§ Stored items from a collection:
══════════════════════════════

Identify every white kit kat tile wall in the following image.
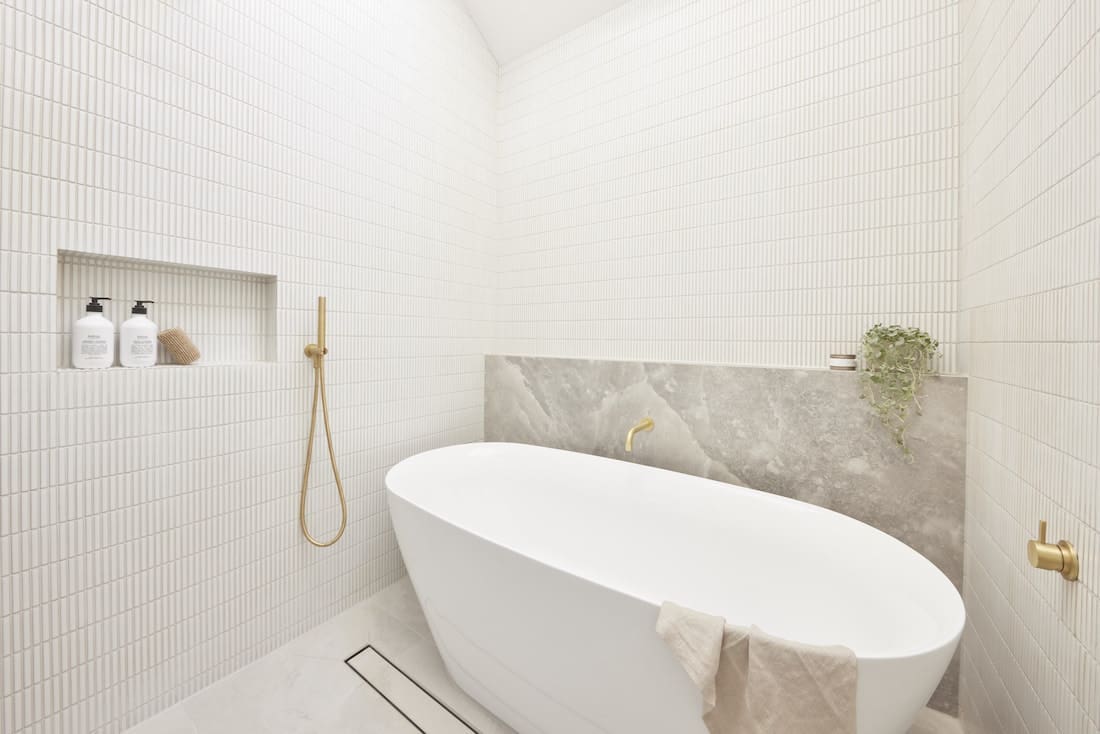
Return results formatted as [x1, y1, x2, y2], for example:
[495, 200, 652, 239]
[494, 0, 962, 371]
[2, 0, 1095, 733]
[958, 0, 1099, 733]
[0, 0, 496, 732]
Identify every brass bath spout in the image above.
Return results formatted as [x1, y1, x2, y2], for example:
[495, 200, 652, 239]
[299, 296, 348, 548]
[625, 417, 655, 453]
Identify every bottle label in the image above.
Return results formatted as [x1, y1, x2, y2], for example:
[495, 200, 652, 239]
[131, 335, 155, 356]
[80, 335, 109, 356]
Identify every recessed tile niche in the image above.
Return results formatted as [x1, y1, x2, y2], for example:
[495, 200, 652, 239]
[57, 251, 277, 369]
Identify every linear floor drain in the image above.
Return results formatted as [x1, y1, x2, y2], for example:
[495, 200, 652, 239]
[346, 645, 480, 733]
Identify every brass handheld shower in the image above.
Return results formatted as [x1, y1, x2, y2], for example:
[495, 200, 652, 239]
[299, 296, 348, 547]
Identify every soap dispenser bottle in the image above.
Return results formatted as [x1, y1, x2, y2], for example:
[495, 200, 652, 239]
[72, 296, 115, 369]
[121, 300, 158, 367]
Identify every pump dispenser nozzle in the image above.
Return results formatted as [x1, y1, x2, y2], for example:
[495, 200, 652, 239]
[131, 300, 155, 314]
[74, 298, 115, 368]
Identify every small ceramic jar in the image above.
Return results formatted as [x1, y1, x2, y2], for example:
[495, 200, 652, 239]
[829, 353, 858, 371]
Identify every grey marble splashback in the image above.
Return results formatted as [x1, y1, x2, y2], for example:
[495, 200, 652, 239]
[484, 354, 966, 715]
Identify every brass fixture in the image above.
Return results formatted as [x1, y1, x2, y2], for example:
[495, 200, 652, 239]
[299, 296, 348, 548]
[1027, 520, 1079, 581]
[625, 417, 655, 453]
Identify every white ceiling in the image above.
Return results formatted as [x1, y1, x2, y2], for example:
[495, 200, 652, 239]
[461, 0, 629, 64]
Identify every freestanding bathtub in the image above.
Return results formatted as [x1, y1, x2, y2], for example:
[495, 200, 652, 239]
[386, 443, 964, 734]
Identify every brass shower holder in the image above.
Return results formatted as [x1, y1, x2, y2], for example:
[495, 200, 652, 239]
[305, 295, 330, 364]
[1027, 520, 1079, 581]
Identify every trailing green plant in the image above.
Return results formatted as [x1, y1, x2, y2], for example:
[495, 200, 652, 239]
[859, 324, 940, 461]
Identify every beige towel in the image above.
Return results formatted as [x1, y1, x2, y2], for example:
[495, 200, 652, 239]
[656, 602, 858, 734]
[654, 601, 727, 710]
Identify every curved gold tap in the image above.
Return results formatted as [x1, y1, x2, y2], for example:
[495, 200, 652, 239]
[299, 296, 348, 548]
[625, 417, 655, 453]
[1027, 520, 1079, 581]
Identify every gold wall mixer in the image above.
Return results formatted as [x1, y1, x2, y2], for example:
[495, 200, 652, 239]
[1027, 520, 1079, 581]
[299, 296, 348, 547]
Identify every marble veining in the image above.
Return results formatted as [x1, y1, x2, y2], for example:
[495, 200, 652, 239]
[485, 354, 967, 714]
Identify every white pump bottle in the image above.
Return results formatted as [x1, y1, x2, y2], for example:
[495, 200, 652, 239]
[121, 300, 158, 367]
[72, 296, 115, 369]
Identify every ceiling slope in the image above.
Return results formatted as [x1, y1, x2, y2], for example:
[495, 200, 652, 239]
[461, 0, 629, 64]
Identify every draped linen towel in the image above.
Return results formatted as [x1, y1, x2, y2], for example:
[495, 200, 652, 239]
[656, 602, 858, 734]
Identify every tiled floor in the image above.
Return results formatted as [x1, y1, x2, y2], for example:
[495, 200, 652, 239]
[125, 578, 963, 734]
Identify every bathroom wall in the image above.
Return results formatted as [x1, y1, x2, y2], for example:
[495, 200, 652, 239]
[0, 1, 495, 732]
[485, 353, 968, 714]
[958, 2, 1099, 733]
[495, 0, 961, 371]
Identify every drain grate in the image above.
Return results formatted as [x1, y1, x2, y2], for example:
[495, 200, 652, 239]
[345, 645, 480, 733]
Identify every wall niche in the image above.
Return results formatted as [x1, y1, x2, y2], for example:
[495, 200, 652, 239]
[57, 251, 277, 369]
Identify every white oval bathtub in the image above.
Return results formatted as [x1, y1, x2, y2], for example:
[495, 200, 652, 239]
[386, 443, 964, 734]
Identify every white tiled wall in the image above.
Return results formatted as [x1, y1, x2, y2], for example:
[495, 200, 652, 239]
[494, 0, 962, 372]
[957, 0, 1099, 732]
[3, 0, 1096, 731]
[0, 0, 496, 732]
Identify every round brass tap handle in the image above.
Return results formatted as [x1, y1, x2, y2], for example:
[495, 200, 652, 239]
[1027, 521, 1079, 581]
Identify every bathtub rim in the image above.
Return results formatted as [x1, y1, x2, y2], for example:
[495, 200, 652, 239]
[385, 441, 966, 663]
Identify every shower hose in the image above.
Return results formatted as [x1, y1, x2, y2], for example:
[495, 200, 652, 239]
[299, 297, 348, 547]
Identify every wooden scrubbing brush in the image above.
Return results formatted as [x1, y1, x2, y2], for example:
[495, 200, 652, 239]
[158, 328, 201, 364]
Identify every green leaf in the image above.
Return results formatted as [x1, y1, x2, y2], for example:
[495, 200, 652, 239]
[859, 323, 938, 460]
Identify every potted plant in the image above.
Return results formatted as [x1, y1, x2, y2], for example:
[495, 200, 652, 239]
[860, 324, 940, 461]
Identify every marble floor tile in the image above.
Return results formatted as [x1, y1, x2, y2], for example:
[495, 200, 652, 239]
[181, 650, 366, 734]
[909, 706, 966, 734]
[124, 576, 961, 734]
[368, 575, 433, 638]
[121, 705, 198, 734]
[282, 597, 423, 661]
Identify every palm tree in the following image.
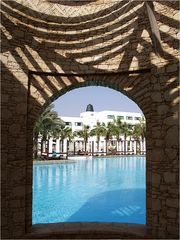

══════════════════════════════

§ EXERCISE OBJECTIVE: Write down only how many lines of the entries above include the word "green".

§ EXERCISE ANSWER: 2